Extracted records:
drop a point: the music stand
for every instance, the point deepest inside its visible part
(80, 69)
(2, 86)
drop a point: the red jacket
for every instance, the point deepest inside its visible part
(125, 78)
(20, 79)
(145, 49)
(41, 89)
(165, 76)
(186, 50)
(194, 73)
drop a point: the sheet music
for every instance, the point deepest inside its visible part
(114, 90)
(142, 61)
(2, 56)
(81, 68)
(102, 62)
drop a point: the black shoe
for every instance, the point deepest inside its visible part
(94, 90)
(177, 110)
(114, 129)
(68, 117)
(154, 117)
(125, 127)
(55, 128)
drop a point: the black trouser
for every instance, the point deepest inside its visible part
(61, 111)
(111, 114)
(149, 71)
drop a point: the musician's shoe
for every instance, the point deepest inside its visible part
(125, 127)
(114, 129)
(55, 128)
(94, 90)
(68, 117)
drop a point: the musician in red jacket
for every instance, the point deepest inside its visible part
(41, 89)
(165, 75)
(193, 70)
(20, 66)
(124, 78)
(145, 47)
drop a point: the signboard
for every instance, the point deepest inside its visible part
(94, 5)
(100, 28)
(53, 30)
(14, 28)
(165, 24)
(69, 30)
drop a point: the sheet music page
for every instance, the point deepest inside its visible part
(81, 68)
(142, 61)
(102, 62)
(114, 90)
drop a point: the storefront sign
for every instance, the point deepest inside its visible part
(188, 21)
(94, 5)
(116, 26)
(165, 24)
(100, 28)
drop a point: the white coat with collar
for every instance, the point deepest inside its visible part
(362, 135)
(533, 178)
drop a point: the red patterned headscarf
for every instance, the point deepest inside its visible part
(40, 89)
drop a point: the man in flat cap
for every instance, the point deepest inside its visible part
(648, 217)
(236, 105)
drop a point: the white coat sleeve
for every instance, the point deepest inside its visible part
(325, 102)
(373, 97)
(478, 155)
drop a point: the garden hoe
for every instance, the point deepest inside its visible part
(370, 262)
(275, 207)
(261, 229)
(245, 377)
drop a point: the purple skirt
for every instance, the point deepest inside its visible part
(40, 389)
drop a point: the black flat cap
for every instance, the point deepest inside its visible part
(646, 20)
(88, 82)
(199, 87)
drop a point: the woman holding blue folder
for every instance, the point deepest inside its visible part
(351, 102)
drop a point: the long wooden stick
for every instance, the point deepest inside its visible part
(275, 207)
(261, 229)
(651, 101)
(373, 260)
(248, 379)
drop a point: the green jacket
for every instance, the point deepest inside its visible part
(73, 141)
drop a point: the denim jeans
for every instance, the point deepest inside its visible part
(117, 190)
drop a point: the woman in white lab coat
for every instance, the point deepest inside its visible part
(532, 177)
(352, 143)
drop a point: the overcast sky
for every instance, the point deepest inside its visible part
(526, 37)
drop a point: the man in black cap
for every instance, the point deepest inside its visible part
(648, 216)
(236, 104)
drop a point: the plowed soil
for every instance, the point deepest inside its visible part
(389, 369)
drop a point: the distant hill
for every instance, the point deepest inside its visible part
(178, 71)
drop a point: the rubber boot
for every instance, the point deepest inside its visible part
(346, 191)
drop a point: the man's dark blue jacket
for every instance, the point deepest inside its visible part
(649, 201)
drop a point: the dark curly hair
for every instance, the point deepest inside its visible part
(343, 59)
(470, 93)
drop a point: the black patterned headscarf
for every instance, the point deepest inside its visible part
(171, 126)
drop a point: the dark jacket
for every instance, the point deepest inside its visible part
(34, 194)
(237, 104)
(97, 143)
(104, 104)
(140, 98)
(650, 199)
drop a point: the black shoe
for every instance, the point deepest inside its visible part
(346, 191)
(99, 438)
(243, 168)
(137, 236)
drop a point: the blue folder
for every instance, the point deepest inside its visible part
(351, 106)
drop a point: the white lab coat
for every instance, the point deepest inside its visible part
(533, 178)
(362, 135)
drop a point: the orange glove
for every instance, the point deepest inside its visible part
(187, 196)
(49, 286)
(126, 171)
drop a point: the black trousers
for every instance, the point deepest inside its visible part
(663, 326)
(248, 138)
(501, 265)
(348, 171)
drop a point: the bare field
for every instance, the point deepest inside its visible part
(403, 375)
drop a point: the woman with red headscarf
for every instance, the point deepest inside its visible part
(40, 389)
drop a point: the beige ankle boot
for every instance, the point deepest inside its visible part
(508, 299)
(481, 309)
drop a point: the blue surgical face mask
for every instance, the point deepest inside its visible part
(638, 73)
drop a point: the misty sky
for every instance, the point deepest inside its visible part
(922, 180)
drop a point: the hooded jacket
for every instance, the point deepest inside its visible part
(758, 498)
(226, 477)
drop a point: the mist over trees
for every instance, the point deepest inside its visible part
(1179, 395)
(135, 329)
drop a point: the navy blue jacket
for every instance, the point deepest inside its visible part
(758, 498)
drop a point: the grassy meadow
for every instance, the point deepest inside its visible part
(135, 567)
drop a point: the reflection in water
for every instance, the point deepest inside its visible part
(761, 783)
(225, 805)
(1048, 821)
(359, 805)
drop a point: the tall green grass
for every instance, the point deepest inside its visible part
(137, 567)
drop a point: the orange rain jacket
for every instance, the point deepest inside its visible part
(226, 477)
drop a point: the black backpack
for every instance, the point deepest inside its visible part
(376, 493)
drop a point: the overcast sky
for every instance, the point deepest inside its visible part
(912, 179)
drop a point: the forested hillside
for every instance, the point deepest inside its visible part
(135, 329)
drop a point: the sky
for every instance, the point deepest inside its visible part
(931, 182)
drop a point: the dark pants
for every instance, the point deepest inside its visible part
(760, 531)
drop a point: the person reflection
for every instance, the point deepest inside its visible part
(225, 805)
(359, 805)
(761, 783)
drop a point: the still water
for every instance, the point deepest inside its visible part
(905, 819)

» **Task to complete**:
Update the records above so that "drop a point" becomes "mark a point" throughout, and leave every other part of the lines unchanged.

» **Answer below**:
mark a point: the music stand
for every instance, the point deepest inside its visible part
(80, 69)
(2, 86)
mark a point: the red jacket
for every instance, the point deepest inside its visible part
(125, 78)
(20, 79)
(145, 49)
(41, 89)
(165, 76)
(186, 50)
(194, 73)
mark a point: the sheet music
for every instance, the point deepest inside its visible part
(114, 90)
(142, 61)
(2, 56)
(81, 68)
(102, 62)
mark a point: the black shoe
for every instance, the point deepest inside its visible part
(94, 90)
(177, 110)
(114, 129)
(68, 117)
(154, 117)
(125, 127)
(55, 128)
mark a point: the black trouser
for every instance, the point deepest inside its visible part
(61, 111)
(111, 114)
(149, 71)
mark a point: the musician's shoe
for every instance, the point deepest inside its visible part
(125, 127)
(114, 129)
(55, 128)
(94, 90)
(68, 117)
mark a point: the musician in red jacket
for every instance, the point deepest inside its visible part
(41, 89)
(165, 75)
(193, 70)
(20, 66)
(124, 78)
(145, 47)
mark a point: the signboard
for every instance, the point deepest inside its visible part
(94, 5)
(100, 28)
(53, 30)
(14, 28)
(165, 24)
(69, 30)
mark a point: the sheet music page
for every instance, the point deepest inside its visible part
(81, 68)
(142, 61)
(102, 62)
(114, 90)
mark a point: the storefront sign
for every instance, the point deepest inside its visible part
(188, 21)
(94, 5)
(116, 26)
(165, 24)
(100, 28)
mark a point: the white coat with collar
for every instance, the point deepest inside its visible part
(362, 135)
(533, 178)
mark a point: the red patterned headscarf
for every instance, the point deepest inside its visible part
(40, 89)
mark a point: the man in flat cap
for every instance, the point deepest inside its visible part
(648, 217)
(236, 105)
mark a point: the white coat sleeve
for every instance, the point deepest inside its visible part
(325, 102)
(373, 97)
(478, 155)
mark a point: the garden hoe
for every instance, the point deepest inside its visible part
(370, 262)
(275, 207)
(261, 229)
(245, 377)
mark a point: the purple skirt
for every instance, the point deepest inside its visible part
(40, 389)
mark a point: the black flat cap
for every instance, the point deepest inside its visible part
(646, 20)
(88, 82)
(199, 87)
mark a point: the woman holding blue folder
for every instance, the point deepest inside its visible part
(351, 102)
mark a point: the long wooden stick
for every instance, the point deepest inside its visible part
(275, 207)
(261, 229)
(651, 101)
(373, 260)
(248, 379)
mark a point: the green jacket
for every instance, the point deepest inside its visible part
(73, 141)
mark a point: the denim jeans
for every instance, the point deepest inside its visible part
(117, 190)
mark a point: the woman in white lab coat
for every instance, the point deepest inside its visible part
(532, 177)
(352, 143)
mark a point: the overcast sky
for every instance, the point deepest inside its visible part
(526, 37)
mark a point: the man in black cap
for every instance, the point deepest inside its visible part
(648, 216)
(236, 104)
mark a point: the plowed soil
for every instance, the point deepest inside its visible part
(389, 369)
mark a point: the distant hill
for every instance, the point deepest inside its visible part
(178, 71)
mark a point: the rubber boot
for every instance, the point deepest inside its visible part
(346, 191)
mark a point: the man's dark blue jacket
for every instance, the point deepest inside its visible part
(649, 201)
mark a point: the dark curly hair
for every instance, the point deepest inside its visible part
(343, 59)
(470, 93)
mark a point: the black patterned headscarf
for every instance, the point deepest inside its visible part
(171, 126)
mark a point: the dark jacket
for every instance, the point deepest inside its visible part
(34, 194)
(237, 104)
(97, 143)
(104, 104)
(140, 98)
(650, 199)
mark a point: the black shoe
for every instance, the point deepest inside its visible part
(346, 191)
(99, 438)
(243, 168)
(137, 236)
mark a point: the blue folder
for every instance, the point deepest inside its visible part
(351, 106)
mark a point: the white lab coat
for every instance, the point deepest inside its visible part
(533, 178)
(362, 135)
mark a point: the orange glove
for every instance, the point deepest inside its visible part
(187, 196)
(49, 286)
(126, 171)
mark a point: the black trousers
for every instance, the point deepest inside its visible part
(663, 326)
(248, 138)
(501, 265)
(348, 171)
mark a point: the bare field
for every instance, the point deepest inside its visible part
(403, 375)
mark a point: the woman with red headscarf
for every instance, the point deepest inside its visible part
(40, 389)
mark a point: the beige ankle boot
for every instance, the point deepest inside its visible part
(508, 299)
(481, 309)
mark a point: the blue surgical face mask
for every instance, the point deepest inside its visible part
(638, 73)
mark a point: the misty sky
for every instance, the point deepest inside its visible part
(922, 180)
mark a point: the hooded jacket
for every instance, the point deepest inside its visible part
(758, 498)
(226, 477)
mark a point: the mist over trees
for every instance, the point deepest inside its visible part
(1179, 395)
(135, 329)
mark a point: the navy blue jacket
for every instance, the point deepest inside its visible part
(758, 498)
mark a point: the grassy meadow
for every instance, the point deepest inside its visible part
(135, 567)
mark a point: the reflection in water
for every instance, the point deepest inside its visible part
(761, 783)
(225, 805)
(1048, 821)
(359, 805)
mark a point: the tall green grass
for every instance, the point deepest inside its visible part
(137, 567)
mark a point: the orange rain jacket
for every instance, the point deepest inside its visible part
(226, 477)
mark a point: the black backpack
for every instance, the point deepest inside its visible part
(376, 493)
mark a point: the overcast sky
for every instance, the point deepest inside its visible part
(912, 179)
mark a point: the forested hillside
for every instance, the point deepest inside its visible part
(135, 329)
mark a point: the sky
for every instance, the point deepest inside its visible part
(931, 182)
mark a point: the dark pants
for every instance, the point deepest inside its visible part
(760, 531)
mark a point: the person reflection
for every instance, the point deepest inside its visible part
(225, 805)
(359, 805)
(761, 783)
mark a point: the still water
for every instance, the point deepest inside its visible part
(905, 819)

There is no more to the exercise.